__WORK TO DO__. Would you copy out the material below, unchanged, from the line with "of the window" up to and including the line with "point(204, 272)"?

__DATASET CONTENT__.
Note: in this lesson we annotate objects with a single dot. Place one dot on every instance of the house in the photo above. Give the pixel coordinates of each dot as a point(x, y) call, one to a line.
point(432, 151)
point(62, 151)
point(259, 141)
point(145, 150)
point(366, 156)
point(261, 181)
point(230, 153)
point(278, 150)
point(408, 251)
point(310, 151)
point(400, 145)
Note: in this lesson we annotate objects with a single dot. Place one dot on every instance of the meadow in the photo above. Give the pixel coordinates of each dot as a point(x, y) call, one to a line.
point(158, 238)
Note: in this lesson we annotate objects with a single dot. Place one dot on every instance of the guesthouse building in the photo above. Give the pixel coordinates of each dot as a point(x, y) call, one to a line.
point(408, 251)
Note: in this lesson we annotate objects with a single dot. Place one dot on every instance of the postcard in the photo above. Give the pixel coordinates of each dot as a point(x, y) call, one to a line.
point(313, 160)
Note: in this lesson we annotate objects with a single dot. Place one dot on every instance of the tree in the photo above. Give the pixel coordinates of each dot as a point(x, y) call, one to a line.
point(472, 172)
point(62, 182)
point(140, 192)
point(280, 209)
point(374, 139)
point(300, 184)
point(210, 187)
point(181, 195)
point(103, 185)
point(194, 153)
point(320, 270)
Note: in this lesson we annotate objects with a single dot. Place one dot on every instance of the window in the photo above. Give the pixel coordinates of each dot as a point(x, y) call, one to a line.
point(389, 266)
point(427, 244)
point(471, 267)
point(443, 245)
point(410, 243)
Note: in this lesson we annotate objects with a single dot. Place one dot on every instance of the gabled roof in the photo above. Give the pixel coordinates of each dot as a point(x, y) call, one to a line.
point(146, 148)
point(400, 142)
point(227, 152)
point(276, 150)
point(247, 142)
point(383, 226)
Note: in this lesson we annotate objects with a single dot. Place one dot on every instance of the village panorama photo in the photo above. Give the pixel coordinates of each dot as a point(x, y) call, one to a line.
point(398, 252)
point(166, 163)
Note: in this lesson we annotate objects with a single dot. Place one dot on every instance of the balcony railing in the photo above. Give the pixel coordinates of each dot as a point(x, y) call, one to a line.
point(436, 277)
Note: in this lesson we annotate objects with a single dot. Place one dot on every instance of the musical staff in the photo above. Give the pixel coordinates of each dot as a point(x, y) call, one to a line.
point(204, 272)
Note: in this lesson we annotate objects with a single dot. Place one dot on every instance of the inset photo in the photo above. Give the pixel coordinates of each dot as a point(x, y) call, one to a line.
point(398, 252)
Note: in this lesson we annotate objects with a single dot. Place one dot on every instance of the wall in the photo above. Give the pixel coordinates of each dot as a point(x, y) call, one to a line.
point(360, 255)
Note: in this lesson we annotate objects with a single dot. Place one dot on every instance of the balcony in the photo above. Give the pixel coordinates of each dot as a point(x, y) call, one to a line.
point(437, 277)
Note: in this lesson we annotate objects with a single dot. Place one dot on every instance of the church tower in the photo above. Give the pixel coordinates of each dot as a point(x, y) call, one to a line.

__EXPECTED OUTPUT__.
Note: in this lesson we annotate objects with a single dot. Place one dot on every instance of the window in the photo above. Give the pixel coordinates of each dot as a point(x, y) call, one to a line.
point(389, 266)
point(427, 244)
point(471, 267)
point(443, 245)
point(410, 243)
Note: in this lesson we annotate objects with a single dot. Place one dot on every instance of the gabled roof in the photo above. Give the pixel coordinates of each dot as a point(x, y) call, one to a line.
point(146, 148)
point(400, 142)
point(227, 152)
point(276, 150)
point(247, 142)
point(383, 226)
Note: in this lesson we annotate objects with a single dot. Place one dot on every instance of the village panorama photo in the photo above. Give the pixel coordinates of each dot as a point(x, y) call, one to a line.
point(398, 252)
point(166, 163)
Note: in this lesson we annotate objects with a single dot. Place one dot on every instance of the balcony railing in the photo above. Give the pixel coordinates of each dot as a point(x, y) call, one to a line.
point(436, 277)
Note: in this lesson we annotate objects with a single dot. Place one dot on every instance of the musical staff in the photo above. Give the pixel coordinates of each dot as a point(x, y) call, one to a line.
point(204, 272)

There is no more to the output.